This article is the second in a three-part series exploring how you can keep a better handle on your software development project to ensure it doesn’t spin out of control or face cancellation before the product’s release. One major reason for having difficulties in managing software projects is the intractable presence of uncertainty in developing software, causing traditional methods of project management to be ineffective. Recent developments in software project management theories and practices are addressing this uncertainty.

In the first article of this series, I identified internal management within software projects as a key to the success or failure of developing useable, effective, and used software. Central to this failure, the level of uncertainty in these kinds of projects defies using the more common assumptions, tools, and methods of traditional project management.

But, if we can’t use traditional project management, what can we do?

It’s a question that has many current software thinkers, researchers, and practitioners proposing ideas, methods, and practices that range from “just make a few modifications” to a wholesale “you have to change the very nature of the business!”

Here are three examples (among many) where really good, experienced, and successful software developers are proposing changing the way software project managers manage projects. Among the differences to watch for, notice how each handles the “unknownness” of the project, whether it’s as tangible as project resource allocation or as intangible as knowing how the “real product” of the project should be defined.

STEVE MCCONNELL: SURVIVING PROJECTS

Steve McConnell is a familiar face to some software teams at the Lab. Most recently, he’s been teaming with two other software professionals to present a software development course and do some consulting with individual code teams. Steve is a remarkably skilled and experienced software professional, as well as an accomplished author. The Project Survival Guide is his third book.(1)

In giving context to McConnell’s guidelines, consider “making things” from a process point of view. If traditional project management is concerned with making “something”, then the underlying principle is that you can get better at it if you improve all of the processes used to make it. The basic idea is that you figure out how to make “something” by very formal, measurable, and recordable processes, analyze what went right or wrong when you’re finished, improve the processes, and then do it again. After making the next “something”, improve the processes again, etcetera, until you’ve optimized the processes to produce the “something” in a very reliable, repeatable, estimatable, and controllable way. This is why early bridges failed and later bridges did not. We learned something in between and built the new knowledge into the processes.

The Software Engineering Institute’s (SEI’s) Capability Maturity Model (CMM)2 is the analogous approach to software projects. It is a process improvement-based model for producing software “somethings”.

From this perspective, the project management techniques recommended by McConnell are not radically different. He’s very serious about traditionally recognized software development practices such as technical reviews, staged development, change control, planning and plans, risk management, measured quality, predictive schedules, and estimated costs. Where he does differ from the CMM, which wants to drive out “mistakes” by process improvement, is the recognition of the inability of the project team to know everything about a project before it begins. He describes this inability by using the term “cone of uncertainty” in many aspects of the project. In estimating a project, for example, the effect is definite:

“The cone of uncertainty has strong implications for software projects estimation. It implies that it is not only difficult to estimate a project accurately in the early stages, it is theoretically impossible.” (Ref. 1, p. 32)

Because of that uncertainty, process improvement will never be able to proactively, or iteratively, eliminate mistakes. This means that

“Success in software development depends on making a carefully planned series of small mistakes in order to avoid making unplanned large mistakes.” (Ref. 1, p. 36)
______
GOALS
1) In the article on software project management:
(a) Which part of the series is this article?
(b) What is the title of Steve McConnell's third book?
(c) What term does McConnell use for the project team's inability to know everything about a project before it begins?
2) Repeat word for word the stretch of the software project management article from "STEVE MCCONNELL: SURVIVING" through "his third book.(1)".

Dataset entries
______
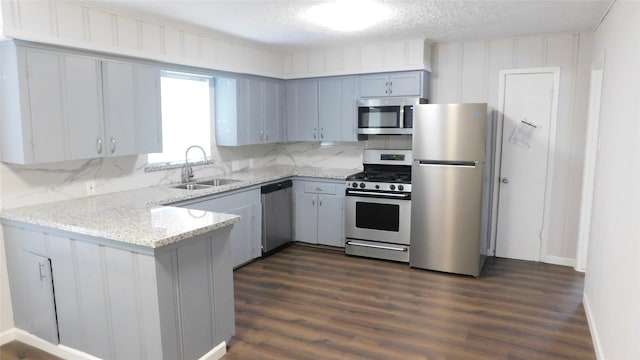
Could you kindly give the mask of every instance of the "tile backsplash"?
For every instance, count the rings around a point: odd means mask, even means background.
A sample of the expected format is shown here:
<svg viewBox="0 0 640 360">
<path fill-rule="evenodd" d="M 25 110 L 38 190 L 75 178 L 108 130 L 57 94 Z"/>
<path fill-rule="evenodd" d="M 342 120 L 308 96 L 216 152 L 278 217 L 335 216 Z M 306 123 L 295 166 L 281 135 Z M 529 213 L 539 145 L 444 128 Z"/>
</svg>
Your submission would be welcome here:
<svg viewBox="0 0 640 360">
<path fill-rule="evenodd" d="M 196 177 L 228 174 L 269 165 L 359 168 L 365 148 L 411 148 L 411 136 L 370 136 L 350 143 L 252 145 L 212 148 L 213 164 L 194 167 Z M 147 156 L 68 161 L 40 165 L 0 163 L 0 208 L 14 208 L 86 196 L 87 181 L 96 194 L 180 181 L 181 169 L 145 172 Z"/>
</svg>

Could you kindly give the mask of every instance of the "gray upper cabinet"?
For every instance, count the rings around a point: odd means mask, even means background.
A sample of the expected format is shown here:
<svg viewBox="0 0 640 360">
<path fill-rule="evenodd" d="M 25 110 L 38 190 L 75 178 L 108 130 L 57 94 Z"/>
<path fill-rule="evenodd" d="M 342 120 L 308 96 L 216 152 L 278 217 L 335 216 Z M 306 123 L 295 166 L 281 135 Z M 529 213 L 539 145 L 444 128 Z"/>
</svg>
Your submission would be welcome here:
<svg viewBox="0 0 640 360">
<path fill-rule="evenodd" d="M 318 82 L 320 140 L 358 141 L 356 99 L 358 77 L 340 76 Z"/>
<path fill-rule="evenodd" d="M 216 144 L 284 140 L 284 83 L 257 77 L 215 79 Z"/>
<path fill-rule="evenodd" d="M 0 49 L 3 161 L 162 151 L 158 68 L 17 41 Z"/>
<path fill-rule="evenodd" d="M 405 71 L 360 76 L 360 97 L 429 97 L 429 73 Z"/>
<path fill-rule="evenodd" d="M 290 80 L 286 85 L 287 140 L 319 141 L 318 80 Z"/>
<path fill-rule="evenodd" d="M 287 82 L 289 141 L 357 141 L 357 76 Z"/>
</svg>

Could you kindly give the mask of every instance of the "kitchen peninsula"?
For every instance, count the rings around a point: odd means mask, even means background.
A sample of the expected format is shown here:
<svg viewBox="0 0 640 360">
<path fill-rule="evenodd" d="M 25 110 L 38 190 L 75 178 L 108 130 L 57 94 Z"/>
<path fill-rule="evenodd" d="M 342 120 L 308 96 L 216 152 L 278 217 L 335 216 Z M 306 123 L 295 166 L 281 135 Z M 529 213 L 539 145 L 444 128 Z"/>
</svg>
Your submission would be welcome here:
<svg viewBox="0 0 640 360">
<path fill-rule="evenodd" d="M 235 333 L 240 217 L 165 204 L 353 171 L 270 166 L 203 190 L 158 185 L 4 210 L 16 327 L 100 358 L 219 358 Z"/>
</svg>

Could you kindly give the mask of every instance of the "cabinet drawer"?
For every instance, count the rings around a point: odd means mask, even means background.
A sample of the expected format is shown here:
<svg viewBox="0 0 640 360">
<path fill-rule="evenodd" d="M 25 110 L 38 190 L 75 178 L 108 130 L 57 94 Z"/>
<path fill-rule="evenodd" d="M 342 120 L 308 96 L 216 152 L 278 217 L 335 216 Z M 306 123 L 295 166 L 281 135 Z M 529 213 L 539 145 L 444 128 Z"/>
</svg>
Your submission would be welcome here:
<svg viewBox="0 0 640 360">
<path fill-rule="evenodd" d="M 323 182 L 307 182 L 304 184 L 304 192 L 315 194 L 335 194 L 336 184 Z"/>
</svg>

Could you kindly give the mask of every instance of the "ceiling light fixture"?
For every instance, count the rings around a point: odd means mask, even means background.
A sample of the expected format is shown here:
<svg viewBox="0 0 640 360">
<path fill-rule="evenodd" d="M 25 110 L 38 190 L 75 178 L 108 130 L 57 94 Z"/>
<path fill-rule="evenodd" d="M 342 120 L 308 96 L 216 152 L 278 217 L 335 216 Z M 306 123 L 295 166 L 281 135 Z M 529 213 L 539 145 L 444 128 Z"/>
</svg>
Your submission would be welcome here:
<svg viewBox="0 0 640 360">
<path fill-rule="evenodd" d="M 389 18 L 389 9 L 369 0 L 343 0 L 309 8 L 305 17 L 336 31 L 359 31 Z"/>
</svg>

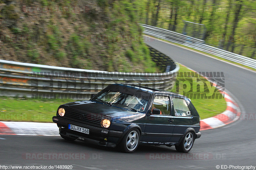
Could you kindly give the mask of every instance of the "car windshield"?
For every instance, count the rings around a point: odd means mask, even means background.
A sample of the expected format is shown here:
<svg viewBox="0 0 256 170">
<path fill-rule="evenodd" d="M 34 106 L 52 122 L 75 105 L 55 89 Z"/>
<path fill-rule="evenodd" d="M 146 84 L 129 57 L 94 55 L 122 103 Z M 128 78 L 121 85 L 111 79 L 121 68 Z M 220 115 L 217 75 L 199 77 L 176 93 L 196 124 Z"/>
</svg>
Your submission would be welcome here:
<svg viewBox="0 0 256 170">
<path fill-rule="evenodd" d="M 100 100 L 104 103 L 140 112 L 144 111 L 148 101 L 148 100 L 135 95 L 110 90 L 102 91 L 92 100 Z"/>
</svg>

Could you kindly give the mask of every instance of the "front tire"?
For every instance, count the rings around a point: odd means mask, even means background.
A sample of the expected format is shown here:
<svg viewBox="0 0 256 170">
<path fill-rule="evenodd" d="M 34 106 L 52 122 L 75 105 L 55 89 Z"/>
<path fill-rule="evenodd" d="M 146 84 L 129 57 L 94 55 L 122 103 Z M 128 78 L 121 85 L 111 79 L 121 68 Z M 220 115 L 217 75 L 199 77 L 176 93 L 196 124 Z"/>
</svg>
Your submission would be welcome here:
<svg viewBox="0 0 256 170">
<path fill-rule="evenodd" d="M 133 153 L 138 148 L 140 135 L 139 130 L 131 129 L 122 139 L 119 145 L 121 151 L 125 153 Z"/>
<path fill-rule="evenodd" d="M 175 149 L 179 152 L 185 153 L 189 152 L 193 146 L 195 141 L 194 136 L 193 132 L 188 132 L 184 136 L 180 144 L 175 146 Z"/>
</svg>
______
RESPONSES TO THE EXERCISE
1)
(a) The second in a three-part series.
(b) The Project Survival Guide.
(c) The "cone of uncertainty."

2)
STEVE MCCONNELL: SURVIVING PROJECTS

Steve McConnell is a familiar face to some software teams at the Lab. Most recently, he’s been teaming with two other software professionals to present a software development course and do some consulting with individual code teams. Steve is a remarkably skilled and experienced software professional, as well as an accomplished author. The Project Survival Guide is his third book.(1)